» TEXTE FOURNI
■ ■ ■ ■
Au surplus, la vente que nous rappelons a eu ses chroniqueurs, et l’on sait que parmi les livres possédés par La Grange, se trouvait un exemplaire des œuvres de Corneille, dont Bordelon, un bibliophile, devint acquéreur, et que rendaient précieux quelques annotations manuscrites «du fameux comédien français». Hé ! quoi! des annotations de la main de Molière ont du prix aux yeux des amateurs en 1692, à la vente de la bibliothèque de La Grange, et des manuscrits du poète auraient échappé, en cette même circonstance, à la juste curiosité de l’histoire? Ce n’est pas admissible. D’ailleurs, La Grange n’a plus besoin qu’on le disculpe d’une injurieuse imputation, puisque, sept ans après sa mort, les papiers de Molière sont chez Armande, sa veuve remariée.

Taschereau qui, en 1825, a publié une Histoire de la vie et des ouvrages de Molière, dit tenir de l’un de ses amis, que l’acteur Grandmesnil prétendait avoir vu à la Comédie, jusqu’en 1799, «quelques papiers de Molière». Ces papiers auraient été la proie de l’incendie qui détruisit la salle (actuellement l’Odéon), le 18 mars de la même année. Et Taschereau conclut philosophiquement: «Il ne reste aujourd’hui que des signatures de Molière.»

Ce qui était exact en 1825 l’est encore au début du vingtième siècle.

Deux chercheurs ont particulièrement contribué à la découverte des signatures de Molière. Ce sont, par ordre de date, Eudore Soulié, l’intrépide fureteur des minutes notariales, et Auguste Jal, qui, à la veille des incendies de la Commune, que nul ne pouvait prévoir, a compulsé les actes d’état civil, conservés à l’Hôtel de Ville de Paris. Les écrits de ces deux hommes sont tenus en très haute estime par les érudits. Jal a, de plus que son confrère, donné des fac-similés des signatures qu’il recueillait. Mais quelques confusions se sont produites lors de l’impression de son Dictionnaire critique, et la même signature se trouve insérée deux fois, alors qu’il est inadmissible que Molière, à six ans de date, ait, pour ainsi dire, calqué son propre nom. M. Georges Monval, dès 1879, a signalé l’une de ces confusions. La signature tirée du baptistaire de l’un des enfants de Marin Prévost en 1661, et celle apposée au bas de la procuration, en brevet du 28 janvier 1667, seraient identiques! Nous reproduisons ici l’autographe.
■ ■ ■ ■
» OBJECTIF 1
D'après le texte sur les signatures de Molière, en quelle année Taschereau a-t-il publié son Histoire de la vie et des ouvrages de Molière ?
Les lignes qui suivent n'ont aucun rapport avec le texte.

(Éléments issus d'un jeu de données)
■ ■ ■ ■
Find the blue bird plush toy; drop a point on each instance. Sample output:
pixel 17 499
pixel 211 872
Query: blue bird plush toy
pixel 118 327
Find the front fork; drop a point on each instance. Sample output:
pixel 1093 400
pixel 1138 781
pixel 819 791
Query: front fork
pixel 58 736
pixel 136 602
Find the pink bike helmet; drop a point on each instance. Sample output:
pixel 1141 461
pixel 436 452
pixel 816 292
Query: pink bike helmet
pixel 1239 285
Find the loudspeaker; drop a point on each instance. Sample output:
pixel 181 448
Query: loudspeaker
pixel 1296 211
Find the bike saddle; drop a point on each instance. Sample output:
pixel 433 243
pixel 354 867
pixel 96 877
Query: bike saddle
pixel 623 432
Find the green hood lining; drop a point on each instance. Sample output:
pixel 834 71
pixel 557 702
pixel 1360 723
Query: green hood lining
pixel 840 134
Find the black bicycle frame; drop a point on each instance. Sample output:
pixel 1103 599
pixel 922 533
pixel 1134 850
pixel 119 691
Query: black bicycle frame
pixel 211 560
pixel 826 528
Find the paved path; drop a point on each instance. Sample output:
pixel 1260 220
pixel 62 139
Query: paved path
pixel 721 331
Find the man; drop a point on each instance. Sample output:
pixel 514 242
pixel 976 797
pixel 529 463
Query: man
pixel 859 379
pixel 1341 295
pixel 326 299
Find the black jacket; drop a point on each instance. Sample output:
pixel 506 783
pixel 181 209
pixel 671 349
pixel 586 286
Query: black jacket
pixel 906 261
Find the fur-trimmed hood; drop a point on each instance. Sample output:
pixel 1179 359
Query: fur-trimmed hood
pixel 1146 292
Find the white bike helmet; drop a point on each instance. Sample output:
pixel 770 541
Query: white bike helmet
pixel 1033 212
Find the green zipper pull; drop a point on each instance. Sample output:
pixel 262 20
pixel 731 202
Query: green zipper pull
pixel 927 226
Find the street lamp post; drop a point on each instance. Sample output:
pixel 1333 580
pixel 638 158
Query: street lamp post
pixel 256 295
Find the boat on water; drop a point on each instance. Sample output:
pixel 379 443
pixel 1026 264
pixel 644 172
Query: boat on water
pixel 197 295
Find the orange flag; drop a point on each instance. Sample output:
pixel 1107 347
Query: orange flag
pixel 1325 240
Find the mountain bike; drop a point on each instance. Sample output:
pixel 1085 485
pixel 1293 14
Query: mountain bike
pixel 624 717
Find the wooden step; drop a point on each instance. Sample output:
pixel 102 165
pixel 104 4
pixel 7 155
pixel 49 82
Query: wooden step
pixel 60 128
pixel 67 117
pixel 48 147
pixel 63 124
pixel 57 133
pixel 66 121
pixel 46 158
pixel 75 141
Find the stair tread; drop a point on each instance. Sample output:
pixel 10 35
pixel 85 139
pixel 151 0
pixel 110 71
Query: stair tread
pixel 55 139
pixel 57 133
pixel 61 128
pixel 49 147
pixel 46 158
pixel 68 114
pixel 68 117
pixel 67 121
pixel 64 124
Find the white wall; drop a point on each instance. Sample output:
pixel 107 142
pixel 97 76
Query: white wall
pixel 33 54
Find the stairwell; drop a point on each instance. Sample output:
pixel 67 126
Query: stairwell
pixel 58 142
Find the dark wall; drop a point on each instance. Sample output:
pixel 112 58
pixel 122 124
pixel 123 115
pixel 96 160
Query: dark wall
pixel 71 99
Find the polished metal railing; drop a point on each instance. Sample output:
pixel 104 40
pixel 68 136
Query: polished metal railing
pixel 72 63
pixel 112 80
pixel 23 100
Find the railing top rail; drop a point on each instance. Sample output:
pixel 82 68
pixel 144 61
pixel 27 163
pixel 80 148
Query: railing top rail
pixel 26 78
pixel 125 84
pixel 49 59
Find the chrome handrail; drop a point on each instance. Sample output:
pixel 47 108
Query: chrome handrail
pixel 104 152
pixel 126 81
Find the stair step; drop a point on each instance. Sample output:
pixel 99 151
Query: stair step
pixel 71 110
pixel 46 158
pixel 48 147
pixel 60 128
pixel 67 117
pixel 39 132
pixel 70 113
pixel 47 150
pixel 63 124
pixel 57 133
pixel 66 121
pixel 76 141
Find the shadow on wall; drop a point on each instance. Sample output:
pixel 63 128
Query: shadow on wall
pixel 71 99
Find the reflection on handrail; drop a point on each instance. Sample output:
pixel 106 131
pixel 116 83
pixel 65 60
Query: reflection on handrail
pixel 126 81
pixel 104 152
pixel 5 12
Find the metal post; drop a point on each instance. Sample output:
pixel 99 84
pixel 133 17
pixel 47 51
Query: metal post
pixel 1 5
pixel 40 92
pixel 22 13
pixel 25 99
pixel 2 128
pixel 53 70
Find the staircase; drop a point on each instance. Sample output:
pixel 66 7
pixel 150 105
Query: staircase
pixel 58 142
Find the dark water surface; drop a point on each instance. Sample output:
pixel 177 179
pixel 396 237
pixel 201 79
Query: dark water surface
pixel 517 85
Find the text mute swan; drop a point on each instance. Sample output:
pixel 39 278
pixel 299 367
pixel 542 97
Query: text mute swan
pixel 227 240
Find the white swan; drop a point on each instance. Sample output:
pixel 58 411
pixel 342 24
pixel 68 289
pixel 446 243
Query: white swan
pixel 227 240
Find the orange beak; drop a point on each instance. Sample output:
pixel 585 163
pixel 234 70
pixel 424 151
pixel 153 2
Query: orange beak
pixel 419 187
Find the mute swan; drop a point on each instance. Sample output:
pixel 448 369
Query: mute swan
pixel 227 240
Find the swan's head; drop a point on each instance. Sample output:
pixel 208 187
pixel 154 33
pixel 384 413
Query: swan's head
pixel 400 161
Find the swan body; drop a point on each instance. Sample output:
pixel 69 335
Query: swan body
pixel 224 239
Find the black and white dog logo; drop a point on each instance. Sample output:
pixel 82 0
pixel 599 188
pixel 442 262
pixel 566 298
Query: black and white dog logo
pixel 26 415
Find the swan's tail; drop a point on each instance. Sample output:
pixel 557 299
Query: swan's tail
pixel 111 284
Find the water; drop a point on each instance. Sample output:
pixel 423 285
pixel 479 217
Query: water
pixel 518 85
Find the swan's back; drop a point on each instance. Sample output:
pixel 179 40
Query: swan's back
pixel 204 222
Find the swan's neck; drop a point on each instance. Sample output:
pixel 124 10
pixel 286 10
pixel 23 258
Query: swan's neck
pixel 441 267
■ ■ ■ ■
» OBJECTIF 2
Recopiez sans rien changer les lignes de données, depuis la ligne qui contient « Find the boat » jusqu'à la ligne qui contient « pixel 75 141 », ces deux lignes comprises.

» RÉSULTAT ATTENDU 1
En 1825.

» RÉSULTAT ATTENDU 2
Find the boat on water; drop a point on each instance. Sample output:
pixel 379 443
pixel 1026 264
pixel 644 172
Query: boat on water
pixel 197 295
Find the orange flag; drop a point on each instance. Sample output:
pixel 1107 347
Query: orange flag
pixel 1325 240
Find the mountain bike; drop a point on each instance. Sample output:
pixel 1085 485
pixel 1293 14
Query: mountain bike
pixel 624 717
Find the wooden step; drop a point on each instance. Sample output:
pixel 102 165
pixel 104 4
pixel 7 155
pixel 49 82
Query: wooden step
pixel 60 128
pixel 67 117
pixel 48 147
pixel 63 124
pixel 57 133
pixel 66 121
pixel 46 158
pixel 75 141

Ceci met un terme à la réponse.